GIVEN DATA ▸
§ §
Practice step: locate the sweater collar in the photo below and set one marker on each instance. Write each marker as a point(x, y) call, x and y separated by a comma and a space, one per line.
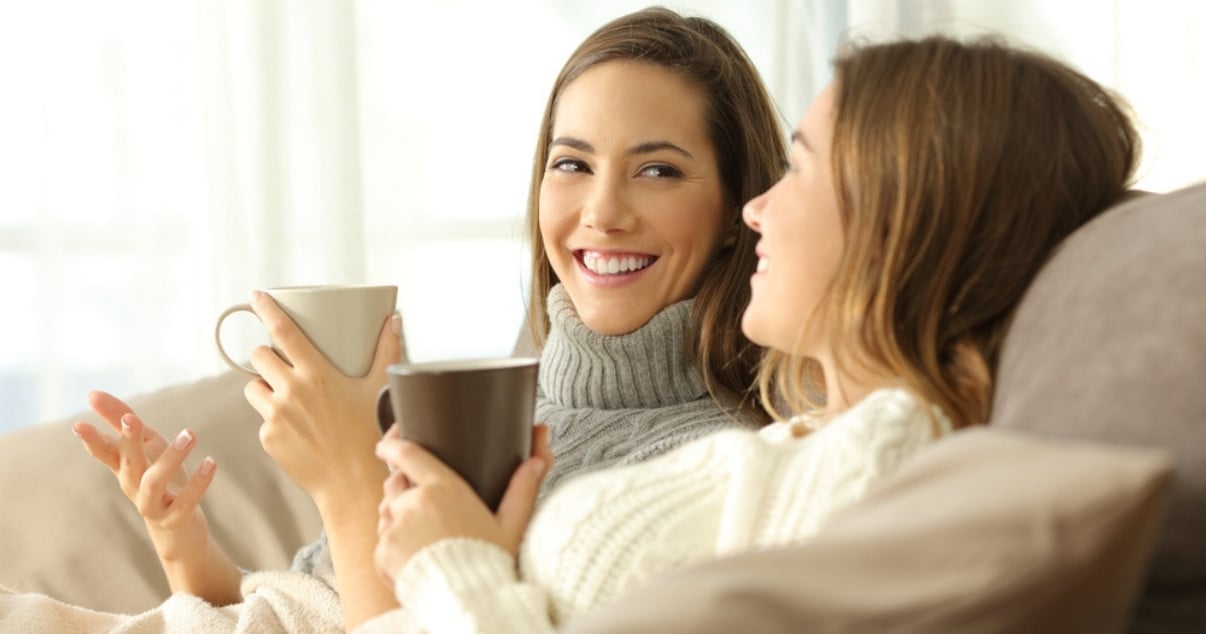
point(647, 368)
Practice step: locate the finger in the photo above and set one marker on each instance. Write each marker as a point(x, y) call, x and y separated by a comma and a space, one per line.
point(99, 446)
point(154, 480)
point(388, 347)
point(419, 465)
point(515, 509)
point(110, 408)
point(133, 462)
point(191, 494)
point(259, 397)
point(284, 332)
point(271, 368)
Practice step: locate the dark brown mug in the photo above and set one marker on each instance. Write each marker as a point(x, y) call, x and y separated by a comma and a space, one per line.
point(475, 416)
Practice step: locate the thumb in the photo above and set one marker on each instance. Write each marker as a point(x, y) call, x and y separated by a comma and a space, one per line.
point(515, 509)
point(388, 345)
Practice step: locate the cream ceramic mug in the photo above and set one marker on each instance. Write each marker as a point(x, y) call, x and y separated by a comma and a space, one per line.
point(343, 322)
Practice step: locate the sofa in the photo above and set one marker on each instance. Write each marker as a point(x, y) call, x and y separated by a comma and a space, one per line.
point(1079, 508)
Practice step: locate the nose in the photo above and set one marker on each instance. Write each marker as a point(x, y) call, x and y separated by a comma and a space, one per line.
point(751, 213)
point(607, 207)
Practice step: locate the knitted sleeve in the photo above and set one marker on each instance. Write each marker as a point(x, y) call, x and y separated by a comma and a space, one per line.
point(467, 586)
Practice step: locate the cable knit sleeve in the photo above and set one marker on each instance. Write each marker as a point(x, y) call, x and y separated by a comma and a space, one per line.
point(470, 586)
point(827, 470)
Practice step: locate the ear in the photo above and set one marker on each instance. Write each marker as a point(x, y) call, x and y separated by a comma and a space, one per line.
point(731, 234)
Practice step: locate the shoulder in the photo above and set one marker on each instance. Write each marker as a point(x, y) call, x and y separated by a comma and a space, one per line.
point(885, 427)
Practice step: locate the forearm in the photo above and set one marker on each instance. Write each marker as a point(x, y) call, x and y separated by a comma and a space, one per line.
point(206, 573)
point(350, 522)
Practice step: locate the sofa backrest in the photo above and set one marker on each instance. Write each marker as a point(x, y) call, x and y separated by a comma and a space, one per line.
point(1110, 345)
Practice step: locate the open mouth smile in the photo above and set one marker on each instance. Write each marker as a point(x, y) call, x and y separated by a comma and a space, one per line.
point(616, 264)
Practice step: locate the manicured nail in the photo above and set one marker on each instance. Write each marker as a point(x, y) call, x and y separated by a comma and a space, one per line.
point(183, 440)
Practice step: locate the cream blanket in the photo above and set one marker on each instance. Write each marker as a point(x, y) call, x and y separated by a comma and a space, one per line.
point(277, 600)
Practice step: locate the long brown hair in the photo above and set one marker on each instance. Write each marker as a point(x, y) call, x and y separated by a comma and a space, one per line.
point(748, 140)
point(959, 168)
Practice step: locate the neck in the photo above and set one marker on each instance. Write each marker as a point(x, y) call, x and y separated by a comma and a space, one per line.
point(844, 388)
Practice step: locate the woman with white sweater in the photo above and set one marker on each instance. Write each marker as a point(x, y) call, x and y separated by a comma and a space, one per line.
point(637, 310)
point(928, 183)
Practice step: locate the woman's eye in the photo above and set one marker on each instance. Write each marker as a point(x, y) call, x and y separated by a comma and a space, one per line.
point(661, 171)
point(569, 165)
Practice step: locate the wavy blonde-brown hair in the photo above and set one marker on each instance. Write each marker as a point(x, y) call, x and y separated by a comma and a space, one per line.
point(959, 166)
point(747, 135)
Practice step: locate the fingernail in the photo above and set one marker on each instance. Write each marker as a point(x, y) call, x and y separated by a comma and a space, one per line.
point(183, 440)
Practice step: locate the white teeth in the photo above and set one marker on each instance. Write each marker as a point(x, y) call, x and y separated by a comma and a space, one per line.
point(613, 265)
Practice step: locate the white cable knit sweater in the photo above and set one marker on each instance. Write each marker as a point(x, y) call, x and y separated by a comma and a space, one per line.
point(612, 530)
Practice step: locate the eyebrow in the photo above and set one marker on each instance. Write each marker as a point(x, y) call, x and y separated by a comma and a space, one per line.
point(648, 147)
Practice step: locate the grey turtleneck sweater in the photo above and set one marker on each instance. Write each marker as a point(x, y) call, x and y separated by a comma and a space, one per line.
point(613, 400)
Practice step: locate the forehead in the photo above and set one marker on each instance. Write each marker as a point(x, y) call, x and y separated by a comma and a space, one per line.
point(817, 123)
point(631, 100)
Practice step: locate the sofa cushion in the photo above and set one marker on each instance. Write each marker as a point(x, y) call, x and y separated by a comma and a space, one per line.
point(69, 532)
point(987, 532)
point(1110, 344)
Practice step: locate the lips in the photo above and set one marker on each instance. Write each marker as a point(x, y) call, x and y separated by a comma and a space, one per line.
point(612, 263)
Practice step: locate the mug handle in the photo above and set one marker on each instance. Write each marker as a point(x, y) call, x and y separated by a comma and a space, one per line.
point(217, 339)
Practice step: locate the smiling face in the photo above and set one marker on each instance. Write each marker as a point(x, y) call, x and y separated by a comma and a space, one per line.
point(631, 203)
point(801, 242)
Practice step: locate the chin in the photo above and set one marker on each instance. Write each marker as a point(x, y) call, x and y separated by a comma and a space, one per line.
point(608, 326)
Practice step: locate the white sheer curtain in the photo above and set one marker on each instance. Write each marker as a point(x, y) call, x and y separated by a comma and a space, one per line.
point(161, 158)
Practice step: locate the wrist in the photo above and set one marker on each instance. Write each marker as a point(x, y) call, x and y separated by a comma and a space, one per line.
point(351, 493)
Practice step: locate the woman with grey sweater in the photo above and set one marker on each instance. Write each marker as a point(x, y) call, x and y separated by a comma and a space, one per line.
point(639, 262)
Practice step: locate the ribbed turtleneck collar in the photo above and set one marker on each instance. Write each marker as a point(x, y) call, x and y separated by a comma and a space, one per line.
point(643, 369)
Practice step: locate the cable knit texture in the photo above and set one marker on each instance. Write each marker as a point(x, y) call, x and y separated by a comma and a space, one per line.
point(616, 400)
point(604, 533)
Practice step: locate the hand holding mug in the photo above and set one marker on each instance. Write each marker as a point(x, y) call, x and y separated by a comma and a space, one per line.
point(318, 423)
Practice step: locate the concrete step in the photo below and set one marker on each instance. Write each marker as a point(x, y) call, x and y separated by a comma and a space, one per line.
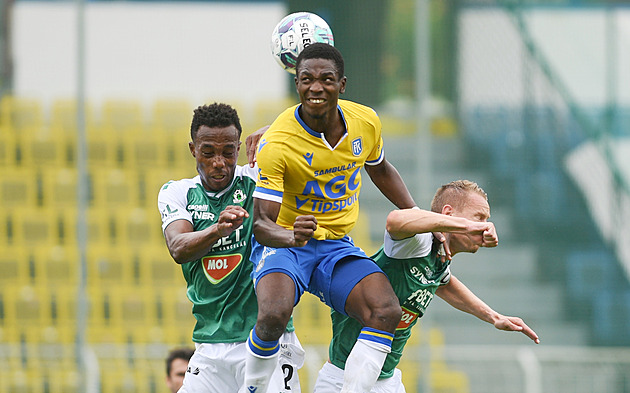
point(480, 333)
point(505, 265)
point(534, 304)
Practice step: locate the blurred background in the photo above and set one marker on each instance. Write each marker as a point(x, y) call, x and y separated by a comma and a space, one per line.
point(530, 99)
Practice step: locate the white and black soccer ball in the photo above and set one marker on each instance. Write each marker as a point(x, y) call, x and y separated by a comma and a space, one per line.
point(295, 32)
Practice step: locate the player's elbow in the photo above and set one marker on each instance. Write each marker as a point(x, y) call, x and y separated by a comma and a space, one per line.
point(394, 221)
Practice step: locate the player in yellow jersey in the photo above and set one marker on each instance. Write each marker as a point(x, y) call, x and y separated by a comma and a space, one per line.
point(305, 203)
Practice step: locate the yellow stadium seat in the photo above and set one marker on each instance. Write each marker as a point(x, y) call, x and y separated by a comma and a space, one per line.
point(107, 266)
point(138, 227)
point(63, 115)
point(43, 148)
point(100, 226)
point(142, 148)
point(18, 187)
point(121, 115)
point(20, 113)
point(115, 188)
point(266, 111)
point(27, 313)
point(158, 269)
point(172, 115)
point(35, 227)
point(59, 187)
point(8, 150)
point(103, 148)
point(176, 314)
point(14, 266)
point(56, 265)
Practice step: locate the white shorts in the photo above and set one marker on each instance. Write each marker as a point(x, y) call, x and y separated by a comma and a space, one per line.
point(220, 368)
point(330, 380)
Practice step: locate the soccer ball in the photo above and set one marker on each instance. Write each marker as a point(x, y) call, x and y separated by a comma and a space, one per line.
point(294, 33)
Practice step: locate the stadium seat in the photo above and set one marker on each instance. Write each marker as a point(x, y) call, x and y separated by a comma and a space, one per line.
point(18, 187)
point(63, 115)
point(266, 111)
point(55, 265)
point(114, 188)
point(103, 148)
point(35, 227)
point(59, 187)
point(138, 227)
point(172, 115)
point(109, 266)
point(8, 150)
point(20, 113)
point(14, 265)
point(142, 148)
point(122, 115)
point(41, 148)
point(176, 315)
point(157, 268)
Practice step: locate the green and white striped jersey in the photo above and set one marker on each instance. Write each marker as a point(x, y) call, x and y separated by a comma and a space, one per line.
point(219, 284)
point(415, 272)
§ §
EXERCISE ▸ Render everything from the line containing "Practice step: locate the blurred" down to the line containing "point(295, 32)" as a JSON list of strings, with one string per line and blank lines omitted.

TASK RESPONSE ▸
[
  "Practice step: locate the blurred background in the photo above and set one marker on each instance. Write each marker as a point(x, y) call, x and y separated by a comma and a space, one per line.",
  "point(530, 99)",
  "Practice step: locate the white and black soccer ball in the photo above and set one marker on each instance. Write each marker as a point(x, y) call, x and y separated by a comma and a space, one per line.",
  "point(295, 32)"
]